(Dataset records)
:::::

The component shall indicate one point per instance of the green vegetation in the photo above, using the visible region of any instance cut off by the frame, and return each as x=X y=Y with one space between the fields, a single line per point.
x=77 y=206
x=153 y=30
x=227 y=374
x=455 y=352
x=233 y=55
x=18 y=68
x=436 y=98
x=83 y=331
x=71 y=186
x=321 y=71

:::::

• Problem to work on: Your job is to give the data above again exactly, in full.

• Solution to the problem:
The component shall indicate one point per instance of the green vegetation in the photo above, using the visible region of any instance cut off by the frame, and return each as x=X y=Y with one space between the fields, a single line per point.
x=77 y=206
x=153 y=30
x=227 y=374
x=455 y=352
x=233 y=55
x=18 y=68
x=436 y=98
x=83 y=331
x=71 y=186
x=321 y=71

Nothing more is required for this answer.